§ Reading text:

=======

That's NOT how insurance works. Insurance is a gamble on the company betting that the premiums they charge a customer would be higher than the costs they have to pay out for him. It's voluntary on both ends. If I don't like that a company is charging me $1000 a month, then I can choose not to pay that. If a company doesn't think that they can cover me for the premium I want, they don't have to. Insurance is a separate issue from health care (which was my point to begin with). Why? If they deem it'll cost more for the care of a cancer survivor than someone who's never had it, why shouldn't they be able to either charge them accordingly or not take the risk at all?
Sorry I don't have better answers, but that's my general understanding in trying to answer your questions.
PS you are literally describing a death panel that chooses who gets to be on insurance, and who doesn't.
Look, I think we want the same things. I don't want cancer medicine to cost hundreds of thousands of dollars. I don't want an MRI to cost $3k. I don't want a stay in a hospital to cost $2000 a night. But that's not getting fixed at all with this. What's happening here is that another group of people (in this case, mostly people who don't want to pay for insurance, or those whose medical situations are such that insurance is cost-prohibitive) are going to get something for free or at a reduced rate. They like that, sure...and for them, there probably isn't much difference between PPACA and "affordable health care." But for the other 255 million Americans, there will now be a tax if they don't choose to pay the insurance companies' rates for now having to cover previously uninsurable-for-cost-prohibition customers. Costs for their care didn't go down. But the price they have to pay for insurance just went up, and business' costs for having plans for their employees went up.
Why should a private company be forced to pay for someone's care? Why isn't that person? Or their family? Or their neighborhood? Or their church? Why are you now restricting the ability of a private company to choose its customers, or the prices they charge for them? It's not Blue Shield's concern that I get cancer or not unless I'm their client. Why the heck should they have to take on a case where they lose money? So spare with the scary words.

=======

§ Given information:

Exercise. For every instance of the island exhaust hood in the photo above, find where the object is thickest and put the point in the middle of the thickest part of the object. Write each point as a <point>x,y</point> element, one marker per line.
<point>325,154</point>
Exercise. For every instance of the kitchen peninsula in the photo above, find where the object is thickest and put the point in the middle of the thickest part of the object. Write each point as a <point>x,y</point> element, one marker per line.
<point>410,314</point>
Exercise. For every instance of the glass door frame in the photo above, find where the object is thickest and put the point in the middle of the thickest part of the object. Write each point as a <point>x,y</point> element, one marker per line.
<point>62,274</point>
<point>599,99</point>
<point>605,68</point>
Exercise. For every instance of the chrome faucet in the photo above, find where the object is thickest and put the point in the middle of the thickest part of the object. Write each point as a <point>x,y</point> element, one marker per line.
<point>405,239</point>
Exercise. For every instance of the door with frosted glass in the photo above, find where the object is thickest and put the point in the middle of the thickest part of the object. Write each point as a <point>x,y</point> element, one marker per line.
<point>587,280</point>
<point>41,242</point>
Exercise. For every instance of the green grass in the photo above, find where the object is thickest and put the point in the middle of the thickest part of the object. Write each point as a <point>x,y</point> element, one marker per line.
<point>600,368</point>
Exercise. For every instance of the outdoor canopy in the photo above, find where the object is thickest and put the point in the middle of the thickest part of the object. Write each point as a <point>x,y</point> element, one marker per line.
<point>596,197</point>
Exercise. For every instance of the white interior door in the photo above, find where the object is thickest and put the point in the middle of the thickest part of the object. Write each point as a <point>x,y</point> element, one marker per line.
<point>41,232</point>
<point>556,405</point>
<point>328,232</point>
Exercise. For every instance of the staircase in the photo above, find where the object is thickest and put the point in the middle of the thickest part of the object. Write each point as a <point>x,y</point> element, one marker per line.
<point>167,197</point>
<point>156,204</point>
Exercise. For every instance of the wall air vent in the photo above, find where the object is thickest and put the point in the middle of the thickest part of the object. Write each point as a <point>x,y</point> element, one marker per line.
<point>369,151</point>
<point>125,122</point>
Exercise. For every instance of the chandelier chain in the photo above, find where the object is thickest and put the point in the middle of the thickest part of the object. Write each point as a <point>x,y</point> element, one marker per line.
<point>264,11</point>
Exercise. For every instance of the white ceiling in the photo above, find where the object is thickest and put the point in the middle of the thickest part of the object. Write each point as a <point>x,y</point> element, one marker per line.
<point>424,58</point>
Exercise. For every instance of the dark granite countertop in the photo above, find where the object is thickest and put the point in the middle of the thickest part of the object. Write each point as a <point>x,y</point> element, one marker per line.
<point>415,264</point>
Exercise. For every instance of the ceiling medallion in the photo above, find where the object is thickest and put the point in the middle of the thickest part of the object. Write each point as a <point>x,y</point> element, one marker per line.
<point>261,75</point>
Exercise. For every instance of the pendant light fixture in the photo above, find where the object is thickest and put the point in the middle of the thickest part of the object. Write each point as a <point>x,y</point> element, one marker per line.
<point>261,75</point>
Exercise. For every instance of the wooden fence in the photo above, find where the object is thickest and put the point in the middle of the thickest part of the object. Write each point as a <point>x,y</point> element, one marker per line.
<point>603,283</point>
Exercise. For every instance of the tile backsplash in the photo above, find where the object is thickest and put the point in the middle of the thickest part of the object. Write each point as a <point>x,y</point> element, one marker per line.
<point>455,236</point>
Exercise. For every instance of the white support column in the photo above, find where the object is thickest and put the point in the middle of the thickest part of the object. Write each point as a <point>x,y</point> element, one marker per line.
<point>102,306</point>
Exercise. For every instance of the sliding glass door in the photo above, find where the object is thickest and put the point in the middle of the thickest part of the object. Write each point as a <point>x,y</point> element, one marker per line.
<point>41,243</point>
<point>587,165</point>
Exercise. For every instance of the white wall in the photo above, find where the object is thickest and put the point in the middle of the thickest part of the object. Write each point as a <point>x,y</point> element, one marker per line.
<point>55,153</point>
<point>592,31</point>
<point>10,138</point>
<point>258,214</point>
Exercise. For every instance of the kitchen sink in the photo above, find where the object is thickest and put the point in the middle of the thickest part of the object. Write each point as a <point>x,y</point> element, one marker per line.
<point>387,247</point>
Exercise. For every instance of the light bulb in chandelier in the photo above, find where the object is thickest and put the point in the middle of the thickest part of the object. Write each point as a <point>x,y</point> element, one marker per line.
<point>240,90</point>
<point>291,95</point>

=======

§ Work task: Reproduce the whole post on health insurance above, word for word. None of the data is needed here.

§ Exercise result:
That's NOT how insurance works. Insurance is a gamble on the company betting that the premiums they charge a customer would be higher than the costs they have to pay out for him. It's voluntary on both ends. If I don't like that a company is charging me $1000 a month, then I can choose not to pay that. If a company doesn't think that they can cover me for the premium I want, they don't have to. Insurance is a separate issue from health care (which was my point to begin with). Why? If they deem it'll cost more for the care of a cancer survivor than someone who's never had it, why shouldn't they be able to either charge them accordingly or not take the risk at all?
Sorry I don't have better answers, but that's my general understanding in trying to answer your questions.
PS you are literally describing a death panel that chooses who gets to be on insurance, and who doesn't.
Look, I think we want the same things. I don't want cancer medicine to cost hundreds of thousands of dollars. I don't want an MRI to cost $3k. I don't want a stay in a hospital to cost $2000 a night. But that's not getting fixed at all with this. What's happening here is that another group of people (in this case, mostly people who don't want to pay for insurance, or those whose medical situations are such that insurance is cost-prohibitive) are going to get something for free or at a reduced rate. They like that, sure...and for them, there probably isn't much difference between PPACA and "affordable health care." But for the other 255 million Americans, there will now be a tax if they don't choose to pay the insurance companies' rates for now having to cover previously uninsurable-for-cost-prohibition customers. Costs for their care didn't go down. But the price they have to pay for insurance just went up, and business' costs for having plans for their employees went up.
Why should a private company be forced to pay for someone's care? Why isn't that person? Or their family? Or their neighborhood? Or their church? Why are you now restricting the ability of a private company to choose its customers, or the prices they charge for them? It's not Blue Shield's concern that I get cancer or not unless I'm their client. Why the heck should they have to take on a case where they lose money? So spare with the scary words.